» **RECORDS SUPPLIED**:
● ● ● ● ● ● ●

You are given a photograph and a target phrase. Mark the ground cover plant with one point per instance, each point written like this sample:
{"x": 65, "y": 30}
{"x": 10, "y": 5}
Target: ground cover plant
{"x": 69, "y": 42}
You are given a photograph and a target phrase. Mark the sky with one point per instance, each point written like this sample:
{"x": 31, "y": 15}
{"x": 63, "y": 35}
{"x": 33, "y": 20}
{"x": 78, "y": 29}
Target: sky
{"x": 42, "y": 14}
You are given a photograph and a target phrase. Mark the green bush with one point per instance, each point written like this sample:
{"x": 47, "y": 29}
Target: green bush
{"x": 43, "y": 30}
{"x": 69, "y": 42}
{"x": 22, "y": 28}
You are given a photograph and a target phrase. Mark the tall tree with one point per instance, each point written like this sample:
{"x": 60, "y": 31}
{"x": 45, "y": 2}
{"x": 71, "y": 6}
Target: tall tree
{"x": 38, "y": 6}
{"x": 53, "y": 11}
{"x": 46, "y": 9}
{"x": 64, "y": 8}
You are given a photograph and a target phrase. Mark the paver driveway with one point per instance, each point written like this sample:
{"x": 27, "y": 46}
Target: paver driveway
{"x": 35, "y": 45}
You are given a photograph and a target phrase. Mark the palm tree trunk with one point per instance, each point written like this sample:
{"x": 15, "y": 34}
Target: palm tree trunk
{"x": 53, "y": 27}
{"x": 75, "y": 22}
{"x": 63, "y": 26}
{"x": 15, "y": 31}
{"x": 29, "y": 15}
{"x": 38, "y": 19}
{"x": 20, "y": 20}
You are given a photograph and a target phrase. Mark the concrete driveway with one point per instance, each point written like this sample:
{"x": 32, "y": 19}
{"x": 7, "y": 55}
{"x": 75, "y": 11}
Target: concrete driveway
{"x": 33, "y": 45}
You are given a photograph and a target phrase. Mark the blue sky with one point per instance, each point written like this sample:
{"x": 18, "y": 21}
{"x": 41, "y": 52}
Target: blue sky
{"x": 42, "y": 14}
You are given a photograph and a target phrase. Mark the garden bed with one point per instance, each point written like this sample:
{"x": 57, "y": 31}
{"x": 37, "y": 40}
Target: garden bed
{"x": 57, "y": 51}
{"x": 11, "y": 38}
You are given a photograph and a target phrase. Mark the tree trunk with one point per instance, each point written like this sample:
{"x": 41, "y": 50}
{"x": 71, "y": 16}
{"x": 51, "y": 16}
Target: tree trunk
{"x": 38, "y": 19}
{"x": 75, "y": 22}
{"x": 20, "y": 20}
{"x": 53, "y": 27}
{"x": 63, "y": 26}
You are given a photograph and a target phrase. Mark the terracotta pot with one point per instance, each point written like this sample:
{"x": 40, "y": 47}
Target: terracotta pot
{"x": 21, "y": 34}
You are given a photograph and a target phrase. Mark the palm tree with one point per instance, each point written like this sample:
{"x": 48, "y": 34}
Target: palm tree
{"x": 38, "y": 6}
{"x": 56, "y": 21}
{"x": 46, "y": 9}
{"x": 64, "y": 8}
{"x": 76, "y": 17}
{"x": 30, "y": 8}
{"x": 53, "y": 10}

● ● ● ● ● ● ●

» **TASK ITEM**:
All of the records need to be returned exactly as they are.

» **EXERCISE SOLUTION**:
You are given a photograph and a target phrase. Mark the ground cover plant with one point per instance, each point written like this sample:
{"x": 65, "y": 30}
{"x": 10, "y": 5}
Target: ground cover plant
{"x": 69, "y": 42}
You are given a photograph and a target phrase. Mark the sky with one point per instance, each point written like this sample:
{"x": 31, "y": 15}
{"x": 63, "y": 35}
{"x": 33, "y": 20}
{"x": 78, "y": 29}
Target: sky
{"x": 42, "y": 14}
You are given a photograph and a target phrase. Mark the green bush with one point per instance, each point written like this sample:
{"x": 47, "y": 29}
Target: green bush
{"x": 43, "y": 30}
{"x": 69, "y": 42}
{"x": 22, "y": 28}
You are given a photograph and a target phrase. Mark the tall tree with one point per instance, each point written like this sample:
{"x": 60, "y": 31}
{"x": 45, "y": 2}
{"x": 71, "y": 6}
Target: tall tree
{"x": 38, "y": 6}
{"x": 53, "y": 11}
{"x": 46, "y": 9}
{"x": 64, "y": 8}
You are given a photograph and a target phrase. Mark the paver driveway with one point per instance, each point written like this sample:
{"x": 27, "y": 46}
Target: paver driveway
{"x": 35, "y": 45}
You are given a photograph and a target phrase. Mark the palm tree trunk with one point per instance, each point written like this sample:
{"x": 15, "y": 34}
Target: palm tree trunk
{"x": 53, "y": 27}
{"x": 75, "y": 22}
{"x": 63, "y": 26}
{"x": 15, "y": 31}
{"x": 29, "y": 15}
{"x": 38, "y": 19}
{"x": 20, "y": 20}
You are given a photograph and a target phrase. Mark the concrete driveway with one point per instance, each point written like this sample:
{"x": 32, "y": 19}
{"x": 7, "y": 55}
{"x": 75, "y": 11}
Target: concrete driveway
{"x": 33, "y": 45}
You are given a photograph and a target phrase. Mark the blue sky with one point per instance, each point written like this sample:
{"x": 18, "y": 21}
{"x": 41, "y": 52}
Target: blue sky
{"x": 42, "y": 14}
You are given a photograph and a target phrase. Mark the garden bed with one point per instance, each point written like this sample:
{"x": 57, "y": 31}
{"x": 37, "y": 40}
Target: garden bed
{"x": 57, "y": 51}
{"x": 11, "y": 38}
You are given a photograph and a target phrase. Mark the tree trunk with one point per instance, each point written like this sample:
{"x": 41, "y": 50}
{"x": 71, "y": 16}
{"x": 51, "y": 16}
Target: tree trunk
{"x": 38, "y": 19}
{"x": 75, "y": 22}
{"x": 20, "y": 20}
{"x": 53, "y": 27}
{"x": 63, "y": 26}
You are given a photograph and a target phrase. Mark the terracotta pot with one point per instance, each point written like this sample:
{"x": 40, "y": 47}
Target: terracotta pot
{"x": 21, "y": 34}
You are given a photograph and a target phrase. Mark the palm tree with one point per instance, each point written like this sample:
{"x": 48, "y": 34}
Target: palm tree
{"x": 38, "y": 6}
{"x": 56, "y": 21}
{"x": 46, "y": 9}
{"x": 64, "y": 8}
{"x": 76, "y": 17}
{"x": 30, "y": 8}
{"x": 53, "y": 10}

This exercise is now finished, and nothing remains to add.